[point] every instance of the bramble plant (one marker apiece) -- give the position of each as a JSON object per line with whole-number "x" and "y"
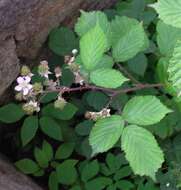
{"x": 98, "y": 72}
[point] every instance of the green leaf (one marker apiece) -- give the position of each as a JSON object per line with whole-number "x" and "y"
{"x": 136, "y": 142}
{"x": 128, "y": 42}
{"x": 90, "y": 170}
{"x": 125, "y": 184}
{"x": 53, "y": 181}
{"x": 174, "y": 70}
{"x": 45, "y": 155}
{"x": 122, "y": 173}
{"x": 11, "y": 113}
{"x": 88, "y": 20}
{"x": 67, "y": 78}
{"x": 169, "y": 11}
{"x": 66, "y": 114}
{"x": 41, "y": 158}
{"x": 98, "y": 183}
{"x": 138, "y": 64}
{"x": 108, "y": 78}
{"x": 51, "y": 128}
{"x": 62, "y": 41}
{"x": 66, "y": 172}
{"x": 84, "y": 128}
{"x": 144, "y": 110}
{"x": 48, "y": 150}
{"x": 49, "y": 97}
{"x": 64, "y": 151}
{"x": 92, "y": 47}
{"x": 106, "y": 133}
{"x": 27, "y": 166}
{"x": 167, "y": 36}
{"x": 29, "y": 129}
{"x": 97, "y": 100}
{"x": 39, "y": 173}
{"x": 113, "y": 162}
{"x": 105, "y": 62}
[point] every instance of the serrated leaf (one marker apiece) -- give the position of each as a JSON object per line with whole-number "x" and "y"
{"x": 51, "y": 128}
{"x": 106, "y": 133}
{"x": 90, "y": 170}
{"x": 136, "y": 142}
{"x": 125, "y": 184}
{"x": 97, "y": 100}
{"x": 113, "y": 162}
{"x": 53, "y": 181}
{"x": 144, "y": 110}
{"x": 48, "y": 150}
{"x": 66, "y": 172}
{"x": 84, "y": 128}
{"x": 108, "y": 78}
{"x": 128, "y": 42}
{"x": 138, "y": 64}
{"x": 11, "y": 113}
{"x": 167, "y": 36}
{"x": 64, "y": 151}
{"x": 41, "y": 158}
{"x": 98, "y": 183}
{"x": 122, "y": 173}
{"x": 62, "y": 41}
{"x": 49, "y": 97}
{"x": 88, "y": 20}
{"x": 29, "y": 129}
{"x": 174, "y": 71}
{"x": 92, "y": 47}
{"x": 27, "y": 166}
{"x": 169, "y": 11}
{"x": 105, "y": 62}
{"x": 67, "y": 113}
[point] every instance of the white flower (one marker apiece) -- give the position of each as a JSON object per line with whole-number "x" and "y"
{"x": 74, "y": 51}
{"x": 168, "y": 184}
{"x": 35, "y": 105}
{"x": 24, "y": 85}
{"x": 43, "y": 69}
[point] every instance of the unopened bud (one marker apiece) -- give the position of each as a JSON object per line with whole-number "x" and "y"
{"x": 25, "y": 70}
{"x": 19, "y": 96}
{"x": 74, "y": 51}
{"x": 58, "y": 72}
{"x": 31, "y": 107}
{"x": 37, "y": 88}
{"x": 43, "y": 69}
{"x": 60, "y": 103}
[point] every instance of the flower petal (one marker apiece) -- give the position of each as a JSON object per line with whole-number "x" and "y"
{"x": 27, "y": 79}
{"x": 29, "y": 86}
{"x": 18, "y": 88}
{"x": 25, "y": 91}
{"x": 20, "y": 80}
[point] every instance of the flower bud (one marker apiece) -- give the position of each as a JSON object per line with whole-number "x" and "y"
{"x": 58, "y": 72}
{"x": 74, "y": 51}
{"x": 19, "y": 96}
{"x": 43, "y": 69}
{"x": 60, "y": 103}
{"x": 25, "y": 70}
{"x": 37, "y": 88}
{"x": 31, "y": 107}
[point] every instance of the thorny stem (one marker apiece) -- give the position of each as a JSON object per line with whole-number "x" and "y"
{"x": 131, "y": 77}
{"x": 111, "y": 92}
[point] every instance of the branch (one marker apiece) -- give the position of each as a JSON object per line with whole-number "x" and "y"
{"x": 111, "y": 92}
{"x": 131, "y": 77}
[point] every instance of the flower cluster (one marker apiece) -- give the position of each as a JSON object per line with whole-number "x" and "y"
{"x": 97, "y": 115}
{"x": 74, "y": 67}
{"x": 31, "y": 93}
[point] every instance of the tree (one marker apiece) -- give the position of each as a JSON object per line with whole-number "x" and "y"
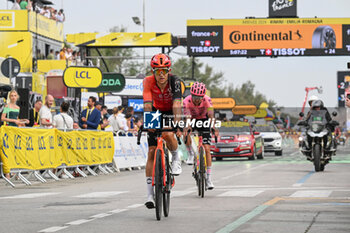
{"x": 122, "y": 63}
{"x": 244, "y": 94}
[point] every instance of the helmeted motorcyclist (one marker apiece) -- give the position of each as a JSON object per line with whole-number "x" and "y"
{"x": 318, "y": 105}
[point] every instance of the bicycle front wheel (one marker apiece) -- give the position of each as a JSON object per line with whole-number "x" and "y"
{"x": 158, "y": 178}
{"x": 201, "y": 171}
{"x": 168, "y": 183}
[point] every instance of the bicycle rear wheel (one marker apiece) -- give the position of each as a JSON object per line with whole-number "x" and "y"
· · · ·
Apart from its pictures, the data is to be repeated exactly.

#### [Task result]
[point] every instance of the bramble plant (one marker apiece) -- give the position of each as a JSON object per line with whole-number "x" and "y"
{"x": 98, "y": 72}
[point] every instance of the green leaf (one marker apiece) -- give the position of each as a JSON object per line with whole-number "x" and "y"
{"x": 136, "y": 142}
{"x": 128, "y": 42}
{"x": 90, "y": 170}
{"x": 125, "y": 184}
{"x": 53, "y": 181}
{"x": 174, "y": 70}
{"x": 45, "y": 155}
{"x": 122, "y": 173}
{"x": 11, "y": 113}
{"x": 88, "y": 20}
{"x": 67, "y": 78}
{"x": 169, "y": 11}
{"x": 66, "y": 114}
{"x": 41, "y": 158}
{"x": 98, "y": 183}
{"x": 138, "y": 64}
{"x": 108, "y": 78}
{"x": 51, "y": 128}
{"x": 62, "y": 41}
{"x": 66, "y": 172}
{"x": 84, "y": 128}
{"x": 144, "y": 110}
{"x": 48, "y": 150}
{"x": 49, "y": 97}
{"x": 64, "y": 151}
{"x": 92, "y": 47}
{"x": 106, "y": 133}
{"x": 27, "y": 166}
{"x": 167, "y": 36}
{"x": 29, "y": 129}
{"x": 97, "y": 100}
{"x": 39, "y": 173}
{"x": 113, "y": 162}
{"x": 105, "y": 62}
[point] every instance of the serrated leaf (one marker apiece) -- give the position of each as a JSON object per line with whole-number "x" and "y"
{"x": 51, "y": 128}
{"x": 106, "y": 133}
{"x": 90, "y": 170}
{"x": 136, "y": 142}
{"x": 125, "y": 184}
{"x": 97, "y": 100}
{"x": 113, "y": 162}
{"x": 53, "y": 181}
{"x": 144, "y": 110}
{"x": 48, "y": 150}
{"x": 66, "y": 172}
{"x": 84, "y": 128}
{"x": 108, "y": 78}
{"x": 128, "y": 42}
{"x": 138, "y": 64}
{"x": 11, "y": 113}
{"x": 167, "y": 36}
{"x": 64, "y": 151}
{"x": 41, "y": 158}
{"x": 98, "y": 183}
{"x": 122, "y": 173}
{"x": 62, "y": 41}
{"x": 49, "y": 97}
{"x": 88, "y": 20}
{"x": 29, "y": 129}
{"x": 174, "y": 71}
{"x": 92, "y": 47}
{"x": 27, "y": 166}
{"x": 169, "y": 11}
{"x": 105, "y": 62}
{"x": 67, "y": 113}
[point] every instance of the white flower (one marker apiece) -- give the position of each as a JSON object per line with whole-number "x" and "y"
{"x": 74, "y": 51}
{"x": 168, "y": 184}
{"x": 35, "y": 105}
{"x": 24, "y": 85}
{"x": 43, "y": 69}
[point] every instance of the unopened bud (one marker apiece) -- give the position of each as a JSON object per line with whole-number "x" and "y"
{"x": 25, "y": 70}
{"x": 19, "y": 96}
{"x": 74, "y": 51}
{"x": 58, "y": 72}
{"x": 31, "y": 107}
{"x": 37, "y": 88}
{"x": 43, "y": 69}
{"x": 60, "y": 103}
[point] every instance of the flower petal (one marker apiece) -- give the position of each as a JSON object per line with whole-number "x" and "y"
{"x": 27, "y": 79}
{"x": 29, "y": 86}
{"x": 18, "y": 88}
{"x": 25, "y": 91}
{"x": 20, "y": 80}
[point] every instance of the flower bud (one marker apiece) -- give the position of each as a JSON object per line with whole-number "x" and "y"
{"x": 58, "y": 72}
{"x": 74, "y": 51}
{"x": 19, "y": 96}
{"x": 43, "y": 69}
{"x": 60, "y": 103}
{"x": 25, "y": 70}
{"x": 37, "y": 88}
{"x": 31, "y": 107}
[point] every instance of the thorny stem (one marker apiece) -- give the position of each as a JSON object per line with whole-number "x" and "y"
{"x": 131, "y": 77}
{"x": 111, "y": 92}
[point] every instance of the branch (one marker apiece) -- give the position of each as a JSON object per line with whole-number "x" and "y"
{"x": 111, "y": 92}
{"x": 131, "y": 77}
[point] every instance of the flower cluster (one marker apiece) -- give the position of each as a JSON object per line with whole-number "x" and "y"
{"x": 97, "y": 115}
{"x": 74, "y": 67}
{"x": 31, "y": 93}
[point] every instance of the tree (one marker apiece) -- give the position of each as a JSON object per line with whole-number "x" and "y"
{"x": 122, "y": 63}
{"x": 244, "y": 94}
[point] every instance of the helmeted motorcyclist (one marker apiece) -- give the position of each as a JSON object per line with whole-number "x" and "y"
{"x": 318, "y": 105}
[point] every instance of the bicycle front wheel (one marker apiece) -- give the position of each as a JSON object per line with whole-number "x" and "y"
{"x": 158, "y": 178}
{"x": 201, "y": 171}
{"x": 168, "y": 183}
[point] every instance of the bicycle rear wheel (one marker apiece) -- give the position of each as a JSON object per line with whole-number "x" and "y"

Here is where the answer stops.